Convert all of the items below into a Markdown table with two columns, Row and Line, where Row holds the row number and Line holds the line. Leave out blank lines.
- - -
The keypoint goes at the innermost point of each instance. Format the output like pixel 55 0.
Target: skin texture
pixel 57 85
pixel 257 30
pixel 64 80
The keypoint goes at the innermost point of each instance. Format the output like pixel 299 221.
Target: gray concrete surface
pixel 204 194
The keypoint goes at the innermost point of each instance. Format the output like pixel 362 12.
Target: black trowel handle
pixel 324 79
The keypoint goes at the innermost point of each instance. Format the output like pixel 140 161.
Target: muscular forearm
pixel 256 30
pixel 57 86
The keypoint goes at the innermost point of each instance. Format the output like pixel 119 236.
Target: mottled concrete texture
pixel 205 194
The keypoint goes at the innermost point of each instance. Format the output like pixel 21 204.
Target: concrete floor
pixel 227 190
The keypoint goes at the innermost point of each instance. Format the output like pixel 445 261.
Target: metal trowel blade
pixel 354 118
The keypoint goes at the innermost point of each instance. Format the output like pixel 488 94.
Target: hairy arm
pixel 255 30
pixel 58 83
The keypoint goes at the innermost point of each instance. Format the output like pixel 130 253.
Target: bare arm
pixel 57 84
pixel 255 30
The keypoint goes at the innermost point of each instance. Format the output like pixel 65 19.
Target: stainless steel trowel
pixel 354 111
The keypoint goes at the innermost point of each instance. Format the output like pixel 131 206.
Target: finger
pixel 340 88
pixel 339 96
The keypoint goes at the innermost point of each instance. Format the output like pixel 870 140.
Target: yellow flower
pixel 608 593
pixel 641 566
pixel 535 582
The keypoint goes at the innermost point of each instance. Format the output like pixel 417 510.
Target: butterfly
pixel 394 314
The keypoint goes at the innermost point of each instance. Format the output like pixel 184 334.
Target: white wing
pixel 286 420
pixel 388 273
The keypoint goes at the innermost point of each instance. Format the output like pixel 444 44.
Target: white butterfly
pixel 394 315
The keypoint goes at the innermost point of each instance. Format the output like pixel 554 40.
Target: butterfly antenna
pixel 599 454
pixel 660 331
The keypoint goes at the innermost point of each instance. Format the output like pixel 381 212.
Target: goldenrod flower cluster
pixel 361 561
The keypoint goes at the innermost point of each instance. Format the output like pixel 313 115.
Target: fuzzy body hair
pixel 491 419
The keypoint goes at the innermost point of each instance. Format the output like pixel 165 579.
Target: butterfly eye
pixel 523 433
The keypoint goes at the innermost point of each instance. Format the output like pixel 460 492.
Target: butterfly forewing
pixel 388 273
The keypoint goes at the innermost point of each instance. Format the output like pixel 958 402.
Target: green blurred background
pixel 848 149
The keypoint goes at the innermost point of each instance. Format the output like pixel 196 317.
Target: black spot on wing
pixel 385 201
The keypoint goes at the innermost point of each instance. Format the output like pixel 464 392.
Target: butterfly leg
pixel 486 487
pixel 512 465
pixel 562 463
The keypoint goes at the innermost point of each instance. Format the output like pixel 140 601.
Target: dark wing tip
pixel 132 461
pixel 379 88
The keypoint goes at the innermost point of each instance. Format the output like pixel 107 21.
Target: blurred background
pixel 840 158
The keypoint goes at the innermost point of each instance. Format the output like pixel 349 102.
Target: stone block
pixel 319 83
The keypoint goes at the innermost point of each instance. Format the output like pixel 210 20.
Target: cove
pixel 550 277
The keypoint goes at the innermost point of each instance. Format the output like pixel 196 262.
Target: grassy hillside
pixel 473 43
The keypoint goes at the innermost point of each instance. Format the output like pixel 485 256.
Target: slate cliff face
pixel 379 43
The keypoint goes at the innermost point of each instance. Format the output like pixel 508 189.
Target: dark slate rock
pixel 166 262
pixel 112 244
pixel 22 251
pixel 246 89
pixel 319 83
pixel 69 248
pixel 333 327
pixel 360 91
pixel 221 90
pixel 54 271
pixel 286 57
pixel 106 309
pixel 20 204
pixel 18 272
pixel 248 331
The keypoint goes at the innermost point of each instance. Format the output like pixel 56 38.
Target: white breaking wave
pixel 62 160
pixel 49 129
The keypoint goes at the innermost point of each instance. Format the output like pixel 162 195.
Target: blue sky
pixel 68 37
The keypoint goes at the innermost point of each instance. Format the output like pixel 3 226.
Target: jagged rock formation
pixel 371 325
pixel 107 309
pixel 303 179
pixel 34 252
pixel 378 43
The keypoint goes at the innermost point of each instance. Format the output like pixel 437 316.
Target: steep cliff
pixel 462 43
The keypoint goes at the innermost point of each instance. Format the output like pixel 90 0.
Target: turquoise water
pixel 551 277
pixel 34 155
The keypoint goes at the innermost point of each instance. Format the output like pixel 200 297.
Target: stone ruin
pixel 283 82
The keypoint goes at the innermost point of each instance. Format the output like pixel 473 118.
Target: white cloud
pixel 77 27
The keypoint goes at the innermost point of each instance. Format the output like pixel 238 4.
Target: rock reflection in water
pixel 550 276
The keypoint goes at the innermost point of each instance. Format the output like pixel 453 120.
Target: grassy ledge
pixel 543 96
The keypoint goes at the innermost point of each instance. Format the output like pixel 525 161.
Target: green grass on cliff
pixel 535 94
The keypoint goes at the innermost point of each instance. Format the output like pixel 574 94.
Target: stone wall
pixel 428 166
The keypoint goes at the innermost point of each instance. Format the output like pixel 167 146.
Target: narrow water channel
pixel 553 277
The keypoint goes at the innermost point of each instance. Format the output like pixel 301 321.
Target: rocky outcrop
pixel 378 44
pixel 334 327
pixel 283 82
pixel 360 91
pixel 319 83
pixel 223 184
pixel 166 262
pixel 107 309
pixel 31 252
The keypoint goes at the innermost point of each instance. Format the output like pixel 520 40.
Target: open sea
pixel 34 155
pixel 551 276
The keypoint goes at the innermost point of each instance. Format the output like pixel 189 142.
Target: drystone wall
- - -
**The completed task**
| Row | Line |
|---|---|
| 1 | The keypoint goes at the innermost point of each instance. Format the output like pixel 55 0. |
| 2 | Target: skin texture |
| 3 | pixel 57 85 |
| 4 | pixel 257 30 |
| 5 | pixel 64 80 |
| 6 | The keypoint goes at the innermost point of each instance. Format the output like pixel 299 221. |
| 7 | Target: gray concrete surface |
| 8 | pixel 204 194 |
| 9 | The keypoint goes at the innermost point of each instance. Format the output like pixel 362 12. |
| 10 | Target: black trowel handle |
| 11 | pixel 324 79 |
| 12 | The keypoint goes at the innermost point of each instance. Format the output like pixel 140 161. |
| 13 | Target: muscular forearm |
| 14 | pixel 256 30 |
| 15 | pixel 57 86 |
| 16 | The keypoint goes at the innermost point of each instance. Format the output like pixel 119 236. |
| 17 | Target: mottled concrete texture |
| 18 | pixel 205 194 |
| 19 | The keypoint goes at the innermost point of each instance. Format the output like pixel 21 204. |
| 20 | Target: concrete floor |
| 21 | pixel 227 190 |
| 22 | The keypoint goes at the innermost point of each instance. Format the output like pixel 445 261. |
| 23 | Target: metal trowel blade |
| 24 | pixel 354 118 |
| 25 | The keypoint goes at the innermost point of each instance. Format the output like pixel 488 94. |
| 26 | Target: hairy arm |
| 27 | pixel 255 30 |
| 28 | pixel 58 83 |
| 29 | The keypoint goes at the innermost point of each instance. Format the output like pixel 130 253. |
| 30 | Target: bare arm |
| 31 | pixel 57 84 |
| 32 | pixel 255 30 |
| 33 | The keypoint goes at the innermost point of each instance. Format the output like pixel 65 19. |
| 34 | Target: stainless steel trowel |
| 35 | pixel 354 111 |
| 36 | The keypoint goes at the innermost point of each instance. Format the output like pixel 131 206. |
| 37 | Target: finger |
| 38 | pixel 340 88 |
| 39 | pixel 339 96 |
| 40 | The keypoint goes at the innermost point of each instance. Format the output like pixel 870 140. |
| 41 | Target: yellow flower |
| 42 | pixel 608 593 |
| 43 | pixel 641 566 |
| 44 | pixel 535 582 |
| 45 | The keypoint goes at the innermost point of each instance. Format the output like pixel 417 510. |
| 46 | Target: butterfly |
| 47 | pixel 394 314 |
| 48 | The keypoint goes at the innermost point of each instance. Format the output like pixel 184 334. |
| 49 | Target: white wing |
| 50 | pixel 286 420 |
| 51 | pixel 388 273 |
| 52 | The keypoint goes at the innermost point of each instance. Format the output like pixel 444 44. |
| 53 | Target: white butterfly |
| 54 | pixel 394 315 |
| 55 | The keypoint goes at the innermost point of each instance. Format the output like pixel 554 40. |
| 56 | Target: butterfly antenna |
| 57 | pixel 599 454 |
| 58 | pixel 660 331 |
| 59 | The keypoint goes at the innermost point of each instance. Format the output like pixel 381 212. |
| 60 | Target: goldenrod flower cluster |
| 61 | pixel 361 561 |
| 62 | The keypoint goes at the innermost point of each instance. Format the output like pixel 313 115. |
| 63 | Target: fuzzy body hair |
| 64 | pixel 491 419 |
| 65 | The keypoint goes at the innermost point of each instance. Format the output like pixel 165 579. |
| 66 | Target: butterfly eye |
| 67 | pixel 523 433 |
| 68 | The keypoint goes at the innermost point of each instance. Format the output like pixel 460 492. |
| 69 | Target: butterfly forewing |
| 70 | pixel 388 273 |
| 71 | The keypoint goes at the innermost point of each instance. Format the output like pixel 958 402. |
| 72 | Target: green blurred background |
| 73 | pixel 848 149 |
| 74 | The keypoint goes at the innermost point of each instance. Format the output like pixel 196 317. |
| 75 | Target: black spot on wing |
| 76 | pixel 385 201 |
| 77 | The keypoint goes at the innermost point of each instance. Format the output like pixel 464 392. |
| 78 | Target: butterfly leg |
| 79 | pixel 486 487 |
| 80 | pixel 512 465 |
| 81 | pixel 562 463 |
| 82 | The keypoint goes at the innermost point of each instance. Format the output like pixel 140 601. |
| 83 | Target: dark wing tip |
| 84 | pixel 132 461 |
| 85 | pixel 379 88 |
| 86 | The keypoint goes at the innermost point of each instance. Format the output like pixel 107 21. |
| 87 | Target: blurred background |
| 88 | pixel 840 158 |
| 89 | The keypoint goes at the innermost point of each instance. Format the output like pixel 349 102. |
| 90 | Target: stone block |
| 91 | pixel 319 83 |
| 92 | The keypoint goes at the innermost point of each instance. Format the output like pixel 210 20. |
| 93 | Target: cove |
| 94 | pixel 550 277 |
| 95 | The keypoint goes at the innermost point of each instance. Format the output like pixel 196 262. |
| 96 | Target: grassy hillside |
| 97 | pixel 473 43 |
| 98 | The keypoint goes at the innermost point of each instance. Format the output like pixel 485 256. |
| 99 | Target: slate cliff face |
| 100 | pixel 379 43 |
| 101 | The keypoint goes at the innermost point of each instance. Format the output like pixel 508 189. |
| 102 | Target: dark slate rock |
| 103 | pixel 166 262 |
| 104 | pixel 112 244 |
| 105 | pixel 22 251 |
| 106 | pixel 246 89 |
| 107 | pixel 319 83 |
| 108 | pixel 69 248 |
| 109 | pixel 333 327 |
| 110 | pixel 360 91 |
| 111 | pixel 221 90 |
| 112 | pixel 54 271 |
| 113 | pixel 286 57 |
| 114 | pixel 106 309 |
| 115 | pixel 20 204 |
| 116 | pixel 18 272 |
| 117 | pixel 248 331 |
| 118 | The keypoint goes at the innermost point of each instance. Format the output like pixel 56 38. |
| 119 | Target: white breaking wave |
| 120 | pixel 62 160 |
| 121 | pixel 49 129 |
| 122 | The keypoint goes at the innermost point of each instance. Format the output like pixel 162 195. |
| 123 | Target: blue sky |
| 124 | pixel 68 37 |
| 125 | The keypoint goes at the innermost point of each instance. Format the output like pixel 3 226. |
| 126 | Target: jagged rock formation |
| 127 | pixel 371 325 |
| 128 | pixel 107 309 |
| 129 | pixel 303 179 |
| 130 | pixel 34 252 |
| 131 | pixel 378 43 |
| 132 | The keypoint goes at the innermost point of each instance. Format the output like pixel 437 316. |
| 133 | Target: steep cliff |
| 134 | pixel 462 43 |
| 135 | The keypoint goes at the innermost point of each instance. Format the output like pixel 90 0. |
| 136 | Target: turquoise water |
| 137 | pixel 551 277 |
| 138 | pixel 34 155 |
| 139 | The keypoint goes at the innermost point of each instance. Format the output like pixel 200 297. |
| 140 | Target: stone ruin |
| 141 | pixel 283 82 |
| 142 | The keypoint goes at the innermost point of each instance. Format the output like pixel 473 118. |
| 143 | Target: white cloud |
| 144 | pixel 77 27 |
| 145 | The keypoint goes at the innermost point of each instance. Format the output like pixel 238 4. |
| 146 | Target: rock reflection in water |
| 147 | pixel 550 276 |
| 148 | The keypoint goes at the innermost point of each instance. Format the output like pixel 453 120. |
| 149 | Target: grassy ledge |
| 150 | pixel 543 96 |
| 151 | The keypoint goes at the innermost point of each instance. Format the output like pixel 525 161. |
| 152 | Target: green grass on cliff |
| 153 | pixel 535 94 |
| 154 | The keypoint goes at the innermost point of each instance. Format the output like pixel 574 94. |
| 155 | Target: stone wall |
| 156 | pixel 428 166 |
| 157 | The keypoint goes at the innermost point of each instance. Format the output like pixel 167 146. |
| 158 | Target: narrow water channel |
| 159 | pixel 553 277 |
| 160 | The keypoint goes at the innermost point of each instance. Format the output like pixel 301 321. |
| 161 | Target: rocky outcrop |
| 162 | pixel 378 44 |
| 163 | pixel 334 327 |
| 164 | pixel 283 82 |
| 165 | pixel 360 91 |
| 166 | pixel 319 83 |
| 167 | pixel 223 184 |
| 168 | pixel 166 262 |
| 169 | pixel 107 309 |
| 170 | pixel 31 252 |
| 171 | The keypoint goes at the innermost point of each instance. Format the output like pixel 520 40. |
| 172 | Target: open sea |
| 173 | pixel 34 155 |
| 174 | pixel 551 276 |
| 175 | The keypoint goes at the innermost point of each instance. Format the output like pixel 189 142. |
| 176 | Target: drystone wall |